— START —

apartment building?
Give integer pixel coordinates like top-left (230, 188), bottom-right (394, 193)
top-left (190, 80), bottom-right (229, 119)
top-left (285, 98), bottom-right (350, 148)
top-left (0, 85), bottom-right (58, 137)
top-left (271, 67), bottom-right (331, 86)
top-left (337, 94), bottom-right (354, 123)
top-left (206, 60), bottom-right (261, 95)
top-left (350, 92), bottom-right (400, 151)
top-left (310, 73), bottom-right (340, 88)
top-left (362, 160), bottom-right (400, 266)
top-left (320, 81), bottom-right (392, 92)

— END —

OBJECTIVE ->
Please update everything from the start of the records down to the line containing "top-left (271, 67), bottom-right (331, 86)", changing "integer" to "whole-number" and leaving the rest unchanged. Return only those lines.

THE ANSWER ->
apartment building?
Give whole-number pixel coordinates like top-left (230, 188), bottom-right (394, 193)
top-left (190, 80), bottom-right (229, 119)
top-left (285, 98), bottom-right (350, 148)
top-left (0, 85), bottom-right (58, 137)
top-left (271, 67), bottom-right (331, 86)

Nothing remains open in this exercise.